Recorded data
--- START ---
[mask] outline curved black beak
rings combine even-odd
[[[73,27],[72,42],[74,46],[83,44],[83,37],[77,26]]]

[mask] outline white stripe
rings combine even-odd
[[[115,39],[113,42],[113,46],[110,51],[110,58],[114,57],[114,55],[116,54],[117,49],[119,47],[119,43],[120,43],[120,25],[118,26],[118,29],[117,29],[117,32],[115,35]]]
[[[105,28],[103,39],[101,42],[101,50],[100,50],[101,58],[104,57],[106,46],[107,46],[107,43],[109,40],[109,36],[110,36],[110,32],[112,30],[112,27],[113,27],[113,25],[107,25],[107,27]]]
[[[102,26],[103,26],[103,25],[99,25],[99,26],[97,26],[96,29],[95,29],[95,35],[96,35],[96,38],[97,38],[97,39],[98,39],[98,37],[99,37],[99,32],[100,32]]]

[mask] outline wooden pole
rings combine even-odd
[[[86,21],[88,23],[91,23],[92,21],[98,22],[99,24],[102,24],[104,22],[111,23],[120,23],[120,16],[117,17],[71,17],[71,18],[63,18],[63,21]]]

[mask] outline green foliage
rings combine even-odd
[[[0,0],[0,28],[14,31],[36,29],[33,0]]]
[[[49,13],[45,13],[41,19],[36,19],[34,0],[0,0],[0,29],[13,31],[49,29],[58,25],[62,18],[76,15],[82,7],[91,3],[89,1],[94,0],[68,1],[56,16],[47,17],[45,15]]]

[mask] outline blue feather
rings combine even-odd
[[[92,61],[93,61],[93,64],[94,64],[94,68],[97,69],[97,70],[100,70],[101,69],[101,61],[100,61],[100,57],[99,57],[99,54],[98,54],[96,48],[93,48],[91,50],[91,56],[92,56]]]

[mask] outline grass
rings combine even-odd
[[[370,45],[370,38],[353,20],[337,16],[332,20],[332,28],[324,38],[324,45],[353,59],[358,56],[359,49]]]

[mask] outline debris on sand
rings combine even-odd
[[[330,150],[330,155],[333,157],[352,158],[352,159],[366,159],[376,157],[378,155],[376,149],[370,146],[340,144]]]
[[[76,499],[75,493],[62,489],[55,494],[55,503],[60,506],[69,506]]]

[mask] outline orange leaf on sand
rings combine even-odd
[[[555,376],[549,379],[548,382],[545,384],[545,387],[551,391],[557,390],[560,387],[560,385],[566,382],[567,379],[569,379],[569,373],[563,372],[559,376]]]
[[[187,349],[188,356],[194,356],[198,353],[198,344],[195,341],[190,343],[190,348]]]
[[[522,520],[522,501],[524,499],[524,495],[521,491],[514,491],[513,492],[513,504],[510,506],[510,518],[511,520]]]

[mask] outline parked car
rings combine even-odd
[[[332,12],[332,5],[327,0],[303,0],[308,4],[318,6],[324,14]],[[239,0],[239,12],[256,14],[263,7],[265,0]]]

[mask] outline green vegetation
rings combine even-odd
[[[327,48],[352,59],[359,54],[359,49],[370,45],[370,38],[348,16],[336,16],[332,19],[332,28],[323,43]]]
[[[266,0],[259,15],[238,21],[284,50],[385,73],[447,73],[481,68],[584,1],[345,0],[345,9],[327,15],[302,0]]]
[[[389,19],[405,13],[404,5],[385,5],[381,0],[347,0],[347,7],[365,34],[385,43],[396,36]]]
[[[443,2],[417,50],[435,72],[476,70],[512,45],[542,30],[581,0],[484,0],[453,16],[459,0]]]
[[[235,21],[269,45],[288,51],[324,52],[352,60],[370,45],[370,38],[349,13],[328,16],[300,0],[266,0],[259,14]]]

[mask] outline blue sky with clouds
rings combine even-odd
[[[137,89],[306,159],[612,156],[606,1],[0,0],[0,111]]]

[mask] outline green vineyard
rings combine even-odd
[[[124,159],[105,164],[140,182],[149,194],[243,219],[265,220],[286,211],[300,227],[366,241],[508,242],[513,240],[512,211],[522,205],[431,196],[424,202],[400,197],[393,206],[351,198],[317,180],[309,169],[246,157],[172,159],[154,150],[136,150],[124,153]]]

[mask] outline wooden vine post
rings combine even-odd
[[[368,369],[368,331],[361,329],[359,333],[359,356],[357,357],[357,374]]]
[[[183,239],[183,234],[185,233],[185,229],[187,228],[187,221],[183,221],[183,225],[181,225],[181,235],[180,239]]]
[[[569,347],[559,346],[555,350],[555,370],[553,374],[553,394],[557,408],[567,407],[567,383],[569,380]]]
--- END ---
All that belongs in the answer is the run of lines above from the line containing "[mask] outline blue feather" through the line containing "[mask] outline wooden vine post", exactly as written.

Task output:
[mask] outline blue feather
rings combine even-odd
[[[92,61],[93,61],[93,64],[94,64],[94,68],[97,69],[97,70],[100,70],[101,69],[101,61],[100,61],[100,57],[99,57],[99,54],[98,54],[96,48],[93,48],[91,50],[91,56],[92,56]]]

[mask] outline grass
rings combine even-odd
[[[370,45],[370,38],[353,20],[337,16],[332,20],[332,28],[324,38],[324,45],[353,59],[358,56],[359,49]]]

[mask] outline debris on sand
rings combine even-odd
[[[330,150],[330,155],[333,157],[352,158],[352,159],[366,159],[376,157],[378,155],[376,149],[370,146],[340,144]]]
[[[76,499],[75,493],[62,489],[55,494],[55,503],[60,506],[69,506]]]

[mask] outline orange leaf on sand
rings combine even-odd
[[[555,376],[549,379],[548,382],[545,384],[545,387],[551,391],[557,390],[560,387],[560,385],[566,382],[567,379],[569,379],[569,373],[563,372],[559,376]]]
[[[187,349],[188,356],[194,356],[198,353],[198,344],[195,341],[190,343],[190,348]]]
[[[522,520],[522,501],[524,499],[524,495],[521,491],[514,491],[513,492],[513,504],[510,506],[510,518],[511,520]]]

[mask] outline parked car
rings combine even-odd
[[[332,12],[332,5],[327,0],[303,0],[308,4],[318,6],[324,14]],[[239,0],[239,12],[256,14],[263,7],[265,0]]]

[mask] outline green vegetation
rings combine even-odd
[[[327,48],[352,59],[359,54],[359,49],[370,45],[370,38],[348,16],[336,16],[332,19],[332,28],[323,43]]]
[[[266,0],[259,15],[238,21],[284,50],[385,73],[447,73],[481,68],[584,1],[345,0],[345,9],[327,15],[302,0]]]
[[[389,19],[405,13],[404,5],[385,5],[381,0],[347,0],[347,7],[365,34],[385,43],[396,36]]]
[[[443,2],[417,50],[435,72],[476,70],[512,45],[542,30],[581,0],[484,0],[453,16],[459,0]]]
[[[235,21],[269,45],[288,51],[324,52],[352,60],[370,45],[370,38],[349,13],[328,16],[300,0],[266,0],[259,14]]]

[mask] outline blue sky with clouds
rings combine even-odd
[[[137,89],[306,159],[612,156],[606,1],[0,0],[0,111]]]

[mask] outline green vineyard
rings combine even-odd
[[[124,159],[105,164],[140,182],[149,194],[243,219],[265,220],[286,211],[300,227],[366,241],[508,242],[513,240],[512,211],[522,205],[431,196],[424,202],[400,197],[393,206],[351,198],[317,180],[309,169],[246,157],[172,159],[154,150],[136,150],[124,153]]]

[mask] outline wooden vine post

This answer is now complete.